* BEGIN SELECTED PASSAGE *

Kids at A Demonstration

They are the only children in an angry crowd.

Standing quietly under a searing sun, the four youngsters, two boys and two girls, hold up hand-scribbled signs during the first day of protests in Baton Rouge over the city police killing July 5 of Alton Sterling.

The kids’ placards bear a now-familiar message: “Black Lives Matter!”

Wire service pictures of the unidentified four children will appear nationwide.

They are named here for the first time: James Wilkerson Jr., 5, and his sister Jakayla Coates, 7, both hail from Baton Rouge. James is a self-described future firefighter; Jakayla is an aspiring ballerina. Their visiting cousins are Desmond Tate Jr., 6, and his sister, Dashayla Tate, 8, both of Kansas City, Kansas. Desmond is already focused on a career as “an attorney.” Dashayla wants to be “an artist.”

* END SELECTED PASSAGE *
* BEGIN DATASET SECTION *

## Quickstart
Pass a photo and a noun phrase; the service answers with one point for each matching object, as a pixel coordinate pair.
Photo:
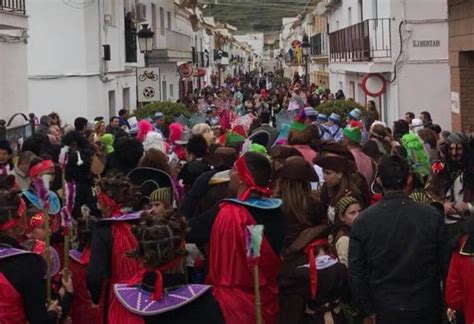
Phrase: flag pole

* END DATASET SECTION *

Continue the article about the four children at the Baton Rouge protest, starting after its last sentence.

• EXPECTED ANSWER:
Whatever your view of the Black Lives Matter slogan or the national movement to change American policing, these four kids are impressive representatives of their families, their peers and their respective communities.

Amid near-deafening chants of “No justice! No peace!” they’re quiet, disciplined and respectful of their elders – the kind of children you might want seated at the next table of your favorite restaurant.

“I brought the children to the demonstration because I wanted them to see for themselves what was going on – not just what I say is happening or what the police say is happening,” says Eshantra Coates, 28, the mother of James and Jakayla and the aunt of Desmond and Dashayla.

“I didn’t go into a lot of detail with the children about what happened in the incident because I don’t want them to be scared of the police,” Coates says of Sterling’s death. “I tell them there are good police and there are bad police.”

At the moment, we – Ms. Coates, the four children, the protestors and the news media – are all standing in the parking lot of the Triple S Food Mart in impoverished, majority-black north Baton Rouge.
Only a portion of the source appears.